Now you can try the Plaza in the midday heat, you and swarms of other tourists, or you can sneak out of your bed at sunrise and catch Santa Fe before she’s quite ready for you.

Canyon road, the air fresh and light like kisses, the morning yellow bees humming around the purple sage spires, curved folds of adobe draped across the tops of walls and everywhere fleeting moments captured in metal and stone. A bronze horse seems to pause for a moment as you pass by. Wisps of humans seem momentarily frozen, arms akimbo to the blue of the sky.

The many art galleries that make this street famous look different in the early morning, more contemplative, somehow stripped of their normal self conscious sophistication, reduced, perhaps expanded, to the naked art without the artifice that inevitably lurks wherever art and money come together.

Curve all the way down Canyon following the sound of the church bells. Take a right on Paseo De Peralta and then left onto Alameida. Follow the Santa Fe River, tiptoeing past the quirky wooden angels all the way into downtown. Turn right at Galisteo with the cafe blasting Sara Bareilles into the still sleepy air. Inside the shadowy staff sway and scrub at counters, prepping onions, peppers and mushrooms for the daily omelette special.

_INFORMATION SHOWN_:
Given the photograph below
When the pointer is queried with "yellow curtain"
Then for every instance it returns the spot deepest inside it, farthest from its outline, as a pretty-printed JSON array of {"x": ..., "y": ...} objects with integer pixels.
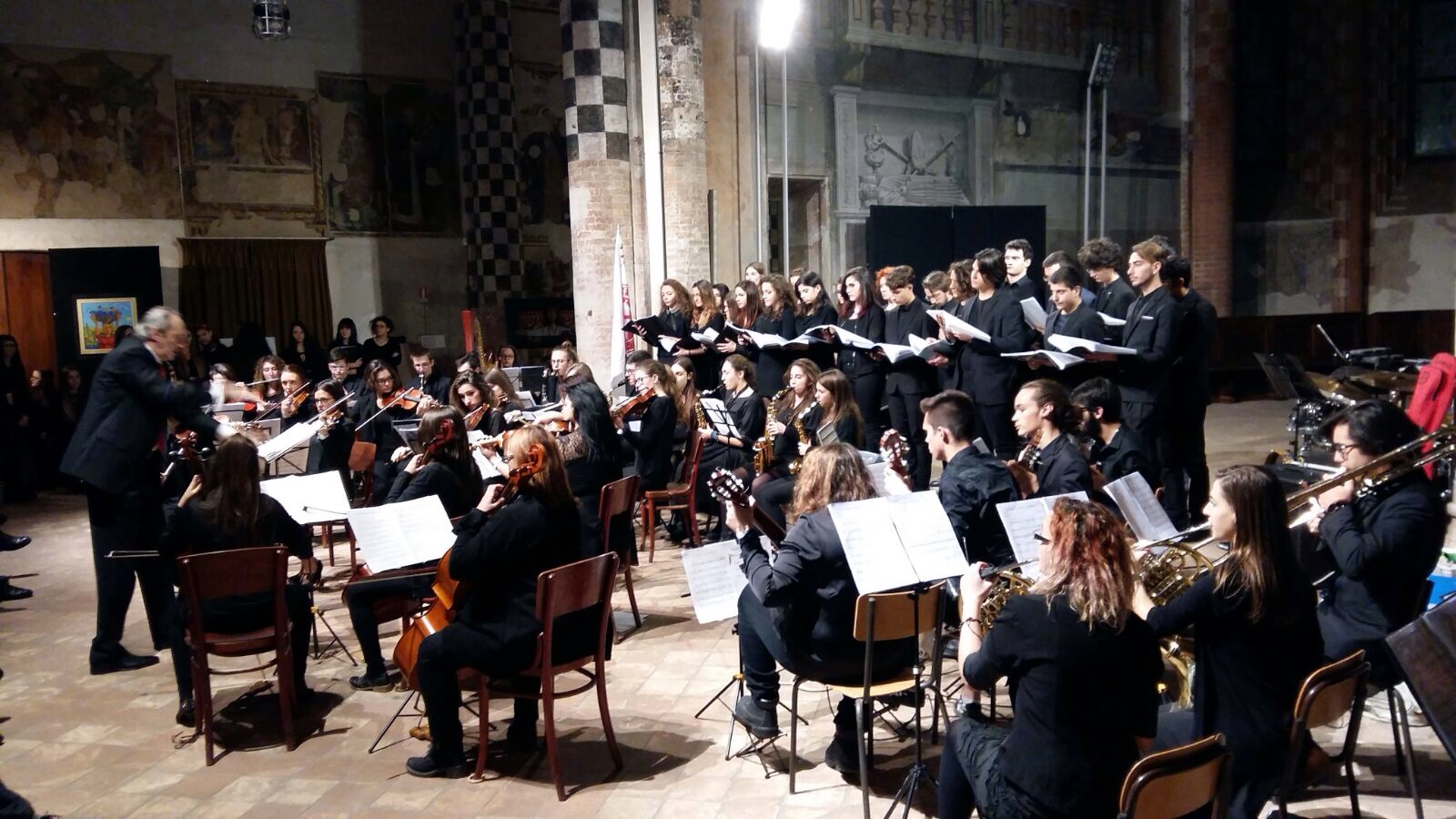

_GOAL_: Extend the Santa Fe sunrise walk from the point where it stops, keeping its second-person voice and present tense.

_EXERCISE ANSWER_:
Continue on past an Aladdin’s cave bursting with hundreds of magical flying carpets. Pause at the doorway of a small, dark restaurant, silent and closed for business even as the morning sun plays on the yellow painted front door. Make a mental note to call later, make reservations.

Turn left on Water, away from the plaza. Right on Sandoval and duck into Burro Alley where there are some signs of movement. Step invisibly round the sleepy staff setting out umbrellas and wiping down bright colored plastic tablecloths outside Café Paris where, later in the day, you’ll enjoy the fluffiest French omelette in recent memory and a man in a striped shirt with a large French nose and an accordion will whisper to you that he’s actually from Ohio and you’ll barely believe him, at least he must be Quebecois, surely?

Now turn right past more silent, slumbering stores towards the plaza and the Palace of the Governors, still, as perhaps it was on a morning four hundred years ago.

Along the long white Palace wall you notice subdued movement. A long line of people comes into focus. Everyone holds a folded cloth waiting as they have waited hundreds of years for that same signal to spread their wares and begin the days trading.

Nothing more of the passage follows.